## Source excerpt
● ● ● ● ● ● ●

So to recap, Pulling a Plaxico is any totally non-brotastic activity as noted above. I mean come on who shoots themselves in the freakin leg then tries to cover it up? PLAXICO!

NO BRO! the second goes to….
Judge Jackie Glass.

She is the judge in the new OJ Simpson trial. She gets the no bro award because OJ Simpson is the ultimate bro and to put him away is just plain non-bro like behavior.

the MSNBC website changed its report that Simpson could do up to 15 years in prison to 33 year within the space of an hour. How could this happen? you might ask yourself. Its all part of a movement to wipe out broness across this country and that is why Judge Glass gets the second NO BRO! award of the day!
( though it could just be MSNBC’s faulty reporting… but we like to jump to conclusions here)

BROTO of the Day:

Its what Bro’s eat!

You know you’re one of my top bros, bro, because you got my back. And I got yours. You’re my bro. But you went above and beyond the other night, bromaldehyde. You really did. Saving me that seat at the Velvet Revolver show, even though all those other bros were trying to get up front, bro? So clutch.

You are truly a god among bros.

Just when I think you’re as solid as a bro can get, you raise the very definition of brodom to new heights. You’re like a brogle, soaring to the farthest reaches of the atbrosphere. Seriously. If it weren’t for you and your extreme brobility to hook a bro up when it is most croosh, I’d have been stuck in some bitch-ass seat, cramped all in the corner with a bunch of bitch-asses, bro. But you stepped up. You brovercame all obstacles to help a bro out. This is the kind of shit that makes bros for life.

Brody, I was so stoked when you told Gina to go eat a fat one after she asked if she could have your other ticket, even though you knew you could probably get a pretty deese HJ from her. Bros before hos, bro. That’s what I’m talking about.

You are the king of all bros. Brotankhamen. You are the Ayatollah Bromeini. You are Broseidon, lord of the brocean.

But this is just one of many times you’ve fallen on a grenade for me, brozo. Who took the blame when I broke Skeeter’s bong and fucking Skeeter was all fucking pissed? You, bro. Who was the first to bro up and carry that fucking keg of Killian’s up four flights of stairs for Duke’s surprise party? You, bro. Who was the only Bromo sapien on the planet to tell me he thought the brand-new rims on my F-350 were the shit even though everyone else was all, like, fucking not that excited about them? Bro, you know it was you. You’re my broheim supremo, bro, and don’t you ever forget it.

I’m so fucking glad we’re bros, bro!

● ● ● ● ● ● ●

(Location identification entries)
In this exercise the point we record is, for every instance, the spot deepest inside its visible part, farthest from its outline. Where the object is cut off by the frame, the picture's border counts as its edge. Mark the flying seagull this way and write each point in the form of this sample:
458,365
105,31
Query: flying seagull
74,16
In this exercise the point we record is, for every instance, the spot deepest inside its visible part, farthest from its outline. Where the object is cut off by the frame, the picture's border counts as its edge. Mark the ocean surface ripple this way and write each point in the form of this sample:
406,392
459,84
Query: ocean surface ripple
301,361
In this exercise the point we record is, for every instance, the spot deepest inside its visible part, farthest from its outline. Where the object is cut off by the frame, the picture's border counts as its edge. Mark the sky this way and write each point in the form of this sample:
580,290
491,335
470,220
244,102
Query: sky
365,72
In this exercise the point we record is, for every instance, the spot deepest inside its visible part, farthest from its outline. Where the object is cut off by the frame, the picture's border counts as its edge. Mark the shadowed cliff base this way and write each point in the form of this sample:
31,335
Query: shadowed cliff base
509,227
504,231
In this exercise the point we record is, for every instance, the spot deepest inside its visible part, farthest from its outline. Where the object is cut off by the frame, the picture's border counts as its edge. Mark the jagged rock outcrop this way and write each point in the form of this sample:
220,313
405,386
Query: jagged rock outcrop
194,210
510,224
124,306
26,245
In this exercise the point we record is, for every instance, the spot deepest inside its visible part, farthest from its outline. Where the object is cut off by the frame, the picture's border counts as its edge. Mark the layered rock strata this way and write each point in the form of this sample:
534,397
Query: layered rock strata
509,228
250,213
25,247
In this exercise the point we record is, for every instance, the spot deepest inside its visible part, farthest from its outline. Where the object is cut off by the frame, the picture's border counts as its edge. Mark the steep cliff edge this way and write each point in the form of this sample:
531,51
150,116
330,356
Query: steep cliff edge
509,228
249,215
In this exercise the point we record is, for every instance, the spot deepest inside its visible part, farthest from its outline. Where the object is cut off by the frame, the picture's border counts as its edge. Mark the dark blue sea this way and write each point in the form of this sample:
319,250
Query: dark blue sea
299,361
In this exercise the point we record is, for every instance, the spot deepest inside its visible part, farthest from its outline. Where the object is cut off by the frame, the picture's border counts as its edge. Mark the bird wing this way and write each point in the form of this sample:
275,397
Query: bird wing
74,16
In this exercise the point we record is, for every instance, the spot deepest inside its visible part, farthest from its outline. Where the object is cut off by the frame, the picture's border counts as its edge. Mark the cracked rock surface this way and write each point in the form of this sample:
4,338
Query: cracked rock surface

● ● ● ● ● ● ●

## Goal
Please give everything in the No Bro award text from "NO BRO! the" down to "non-bro like behavior.", switching "OJ Simpson" to "Simpson". The listing has nothing to do with the No Bro award text.

## Output of the task
NO BRO! the second goes to….
Judge Jackie Glass.

She is the judge in the new Simpson trial. She gets the no bro award because Simpson is the ultimate bro and to put him away is just plain non-bro like behavior.